**WORK TO COMPLETE**
Format every line of the items below as a JSON list of strings, one string per line, leaving out blank lines. Don't include the pictures in your answer.

**DATASET RECORDS**
________________________
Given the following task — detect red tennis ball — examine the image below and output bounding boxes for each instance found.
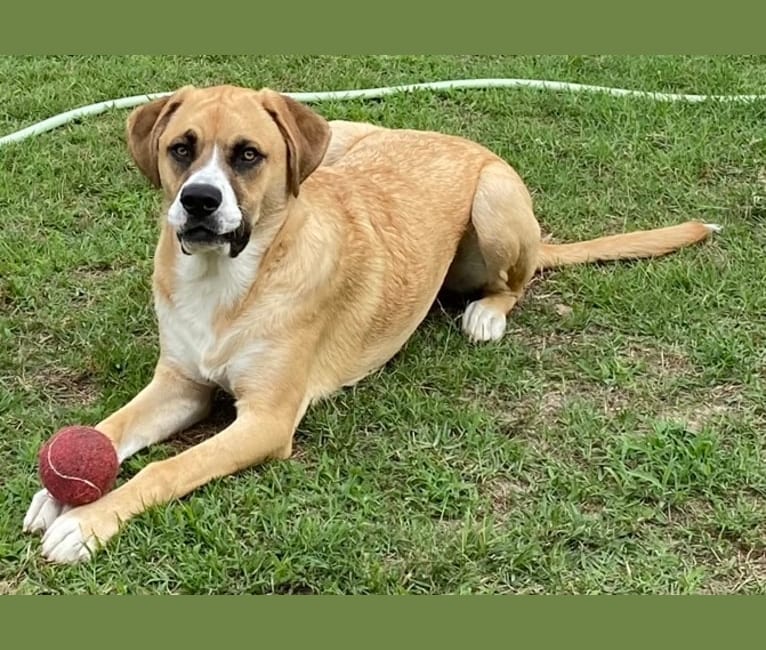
[37,425,120,506]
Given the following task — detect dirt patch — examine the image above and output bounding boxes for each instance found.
[659,384,745,433]
[168,391,237,450]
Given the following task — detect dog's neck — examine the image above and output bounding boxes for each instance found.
[153,192,307,307]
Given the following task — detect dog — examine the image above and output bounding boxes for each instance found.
[24,86,716,563]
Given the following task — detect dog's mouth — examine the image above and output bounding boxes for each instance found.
[176,219,250,257]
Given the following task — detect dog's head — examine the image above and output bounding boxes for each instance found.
[127,86,330,257]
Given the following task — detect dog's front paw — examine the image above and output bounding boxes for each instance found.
[463,300,506,342]
[42,502,119,564]
[23,489,70,533]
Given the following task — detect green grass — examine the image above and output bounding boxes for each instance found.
[0,56,766,594]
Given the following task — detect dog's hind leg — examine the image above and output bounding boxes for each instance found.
[445,161,540,341]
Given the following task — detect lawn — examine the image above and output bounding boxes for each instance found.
[0,56,766,594]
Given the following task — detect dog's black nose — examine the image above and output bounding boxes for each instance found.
[181,183,223,218]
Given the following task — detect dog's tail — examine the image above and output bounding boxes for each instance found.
[537,221,721,269]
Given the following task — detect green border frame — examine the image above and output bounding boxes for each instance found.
[0,0,766,636]
[0,0,766,54]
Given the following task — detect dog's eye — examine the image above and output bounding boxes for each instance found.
[239,147,262,164]
[170,142,191,161]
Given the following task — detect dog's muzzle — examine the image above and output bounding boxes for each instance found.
[176,183,250,257]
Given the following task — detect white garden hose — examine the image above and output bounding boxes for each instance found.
[0,79,766,146]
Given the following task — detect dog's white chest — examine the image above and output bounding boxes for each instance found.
[155,248,264,391]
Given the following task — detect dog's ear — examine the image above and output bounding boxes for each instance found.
[261,88,330,196]
[126,86,191,187]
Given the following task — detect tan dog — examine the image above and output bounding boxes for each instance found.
[24,86,714,562]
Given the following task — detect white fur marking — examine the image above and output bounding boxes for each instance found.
[463,300,506,341]
[168,146,242,235]
[156,238,265,389]
[42,513,97,564]
[22,488,70,533]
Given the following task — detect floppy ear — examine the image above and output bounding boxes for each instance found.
[127,86,190,187]
[261,88,330,196]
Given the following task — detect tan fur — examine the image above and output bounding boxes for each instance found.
[24,87,720,561]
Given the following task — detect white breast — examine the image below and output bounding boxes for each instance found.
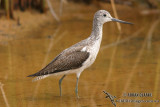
[82,38,101,69]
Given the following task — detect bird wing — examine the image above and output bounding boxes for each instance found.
[28,48,89,77]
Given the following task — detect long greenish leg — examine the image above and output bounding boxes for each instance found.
[75,77,79,98]
[59,75,66,96]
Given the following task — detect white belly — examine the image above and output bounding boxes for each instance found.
[83,40,101,69]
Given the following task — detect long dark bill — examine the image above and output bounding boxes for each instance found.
[111,18,133,25]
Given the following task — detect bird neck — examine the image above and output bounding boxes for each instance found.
[90,19,103,40]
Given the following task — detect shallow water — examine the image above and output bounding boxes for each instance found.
[0,8,160,107]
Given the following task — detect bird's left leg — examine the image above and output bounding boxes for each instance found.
[59,75,66,96]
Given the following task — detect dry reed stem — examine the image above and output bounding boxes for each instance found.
[111,0,122,32]
[5,42,12,79]
[100,28,144,51]
[122,22,159,100]
[29,27,60,106]
[0,82,9,107]
[46,0,60,22]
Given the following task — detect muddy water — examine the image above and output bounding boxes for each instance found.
[0,10,160,107]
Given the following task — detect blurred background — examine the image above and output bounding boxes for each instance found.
[0,0,160,107]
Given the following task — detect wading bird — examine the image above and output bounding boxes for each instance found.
[28,10,132,97]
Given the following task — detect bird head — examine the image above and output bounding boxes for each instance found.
[94,10,132,24]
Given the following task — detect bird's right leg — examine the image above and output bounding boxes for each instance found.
[59,75,66,96]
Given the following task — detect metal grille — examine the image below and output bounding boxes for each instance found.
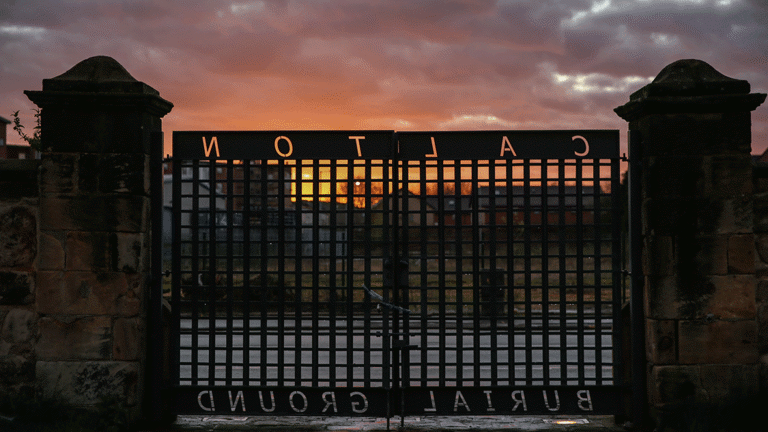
[400,159,621,387]
[168,132,622,416]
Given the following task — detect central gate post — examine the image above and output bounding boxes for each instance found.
[616,60,765,430]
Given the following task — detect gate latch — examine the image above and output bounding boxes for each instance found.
[392,339,419,350]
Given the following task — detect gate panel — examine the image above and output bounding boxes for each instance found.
[172,134,400,416]
[398,133,623,415]
[170,131,624,416]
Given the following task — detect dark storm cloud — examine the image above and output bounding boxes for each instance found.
[0,0,768,154]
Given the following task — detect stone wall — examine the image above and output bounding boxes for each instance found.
[0,160,39,397]
[616,60,766,428]
[0,57,172,421]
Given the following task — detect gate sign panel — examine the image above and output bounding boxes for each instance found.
[173,131,394,160]
[397,130,619,160]
[166,130,627,417]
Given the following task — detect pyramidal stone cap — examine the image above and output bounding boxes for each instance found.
[43,56,160,95]
[614,59,766,121]
[24,56,173,117]
[629,60,750,100]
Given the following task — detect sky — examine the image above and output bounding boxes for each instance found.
[0,0,768,153]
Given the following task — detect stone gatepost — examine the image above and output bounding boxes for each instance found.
[616,60,766,426]
[25,57,172,419]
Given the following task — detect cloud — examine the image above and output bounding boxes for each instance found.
[0,0,768,155]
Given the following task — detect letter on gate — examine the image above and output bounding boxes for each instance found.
[349,392,368,414]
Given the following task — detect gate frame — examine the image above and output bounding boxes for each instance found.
[151,131,644,418]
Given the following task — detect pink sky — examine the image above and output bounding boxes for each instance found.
[0,0,768,153]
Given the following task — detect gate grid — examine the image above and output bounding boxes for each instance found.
[169,131,626,417]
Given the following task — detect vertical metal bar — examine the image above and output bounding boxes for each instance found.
________________________
**SOLUTION FOR THIS TASK**
[
  "Given the following task — detect red tennis ball — examine the image below and output bounding boxes for each instance found.",
  "[37,425,120,506]",
  "Given the following task — detect dirt patch — examine the image above and output bounding boxes for each instance found.",
  "[659,384,745,433]",
  "[168,391,237,450]",
  "Given the following task — detect dog's neck — examine the image above and output bounding boxes for each instance found.",
  "[153,192,307,307]",
  "Given the following task — detect dog — examine the image above and output bounding boxes for each instance found.",
  "[24,86,716,563]",
  "Given the following task — detect dog's mouth — examine the image above and output bounding boxes for each instance found.",
  "[176,219,250,257]",
  "Given the following task — detect dog's head — examine the image above and output bounding boxes for each instance found.",
  "[127,86,330,257]",
  "Given the following task — detect dog's front paw — examine the image above and output bounding boxes for each instance found.",
  "[463,300,506,342]",
  "[42,502,119,564]",
  "[23,489,70,533]",
  "Given the following task — detect green grass — examine the image above and output bounding boxes for each instance found.",
  "[0,56,766,594]",
  "Given the following task — detect dog's hind leg — examine the image above and output bounding boxes for each instance found.",
  "[445,161,540,341]",
  "Given the following task — detect lawn — examine the image above and output bounding boxes for each instance found.",
  "[0,56,766,594]",
  "Given the following task — detect dog's black nose — examine the image above and output bounding boxes for each instance found.",
  "[181,183,223,218]",
  "Given the following task — detect dog's tail — examine the image above and output bounding boxes for each instance found.",
  "[537,221,721,269]",
  "Given the following task — detect green border frame — examine the image above and output bounding boxes for each instance found.",
  "[0,0,766,636]",
  "[0,0,766,54]",
  "Given the following task — detect dog's eye — examine the image above and output bounding boxes for each instance found.",
  "[239,147,262,164]",
  "[170,142,191,161]",
  "Given the following task — detect dog's muzzle — examine the image above and output bounding boxes for each instance found.",
  "[176,183,250,257]",
  "Given the following task — detect white garden hose — examine the image above and output bounding boxes for each instance found.",
  "[0,79,766,146]",
  "Given the following task — detect dog's white chest — examine the image above and output bounding boxes for each instance found.",
  "[155,248,264,391]",
  "Given the following task — detect dog's ear — examine the image above and output bounding boxes for each instance found.",
  "[261,88,330,196]",
  "[126,86,191,187]",
  "Given the following task — detect tan dog — examine the image above and output bounding boxes for each instance found.",
  "[24,86,714,562]",
  "Given the following task — detect white fur marking — examine the image above and output bounding boxes for each instance found.",
  "[463,300,506,341]",
  "[168,146,242,235]",
  "[156,238,265,389]",
  "[42,513,97,564]",
  "[22,488,70,533]",
  "Given the following task — detect floppy ear — examine the image above and output bounding boxes for each instance found.",
  "[127,86,190,187]",
  "[261,88,330,196]",
  "Given the following task — detect tan fur — examine the image above and output bounding boxes for each instance found.",
  "[24,87,720,561]",
  "Given the following task — detect white breast — examine the image below and output bounding boxes for each instance found.",
  "[82,38,101,69]",
  "Given the following task — detect bird wing — examine the image above and output bounding boxes for each instance found.",
  "[28,48,89,77]",
  "Given the following task — detect long greenish leg — examine the image above and output bounding boxes for each instance found.",
  "[75,77,79,98]",
  "[59,75,66,96]",
  "Given the following task — detect white belly — examine the image above and output bounding boxes for each instance found.",
  "[83,40,101,69]",
  "Given the following task — detect long dark bill — examine the image above and output bounding boxes for each instance found.",
  "[111,18,133,25]",
  "Given the following task — detect bird neck — examine the image above and output bounding boxes for each instance found.",
  "[90,19,103,40]",
  "Given the following task — detect shallow water — examine the image above and output bounding boxes for each instance found.",
  "[0,8,160,107]",
  "Given the following task — detect bird's left leg — examine the image above and output bounding boxes for each instance found.",
  "[59,75,66,96]",
  "Given the following task — detect dry reed stem — examine the image above and output bounding boxes for each instance found.",
  "[111,0,122,32]",
  "[5,42,12,79]",
  "[100,28,144,51]",
  "[122,22,159,100]",
  "[29,27,60,106]",
  "[0,82,9,107]",
  "[46,0,60,22]",
  "Given the following task — detect muddy water — examine the image above and output bounding boxes for each instance found.",
  "[0,10,160,107]",
  "Given the following task — detect blurred background — examine the image above and output bounding boxes for each instance found.",
  "[0,0,160,107]",
  "Given the following task — detect wading bird — examine the image above and output bounding boxes for each instance found.",
  "[28,10,132,97]",
  "Given the following task — detect bird head — examine the image above and output bounding boxes for each instance found.",
  "[94,10,132,24]",
  "Given the following task — detect bird's right leg — examine the image above and output bounding boxes for each instance found.",
  "[59,75,66,96]",
  "Given the following task — detect metal grille — examine the image below and output bounding boxes for each instance found.",
  "[400,159,621,387]",
  "[168,132,622,416]",
  "Given the following task — detect central gate post — examine the image above and output bounding boxes for each instance found.",
  "[616,60,765,430]",
  "Given the following task — detect gate latch — examine the image above and output bounding boxes for each instance found.",
  "[392,339,419,350]",
  "Given the following task — detect gate panel — examine the image above and output bounding boxes for each instance found.",
  "[172,134,400,416]",
  "[398,133,623,415]",
  "[170,131,624,416]",
  "Given the following task — detect dark storm cloud — examine the image above and output bounding boxes for each instance found.",
  "[0,0,768,154]",
  "Given the following task — detect stone wall — examine the image above and output bounding boxes for each instance found.",
  "[0,160,39,397]",
  "[616,60,766,428]",
  "[0,57,172,421]",
  "Given the following task — detect gate sign panel — examine the image above and output bounding boxes for each instance found.",
  "[173,131,394,160]",
  "[397,130,619,160]",
  "[166,130,627,417]",
  "Given the following task — detect pyramidal stone cap — examine the image above and output bounding boxes for each instance found.",
  "[43,56,160,95]",
  "[614,59,766,121]",
  "[24,56,173,117]",
  "[629,60,750,100]",
  "Given the following task — detect sky — examine the image above and output bounding boxes for each instance found.",
  "[0,0,768,153]",
  "Given the following task — detect stone gatepost — examine the image above and output bounding boxes for each instance found.",
  "[616,60,766,426]",
  "[25,57,172,419]",
  "Given the following task — detect cloud — examine the image above and output bounding boxes for each instance found.",
  "[0,0,768,155]",
  "Given the following task — detect letter on gate — examine the image above and output bounding boxes for each instance found.",
  "[349,392,368,414]",
  "Given the following task — detect gate frame — examine the image above and output bounding boxes for each instance found.",
  "[151,131,644,418]",
  "Given the following task — detect pink sky — examine the image above and output bounding boxes for each instance found.",
  "[0,0,768,153]",
  "Given the following task — detect gate grid — examine the image above and output bounding boxes for each instance found.",
  "[169,131,626,417]",
  "Given the following task — detect vertical metal bar — examine the image above and output bounding boxes for each instance found."
]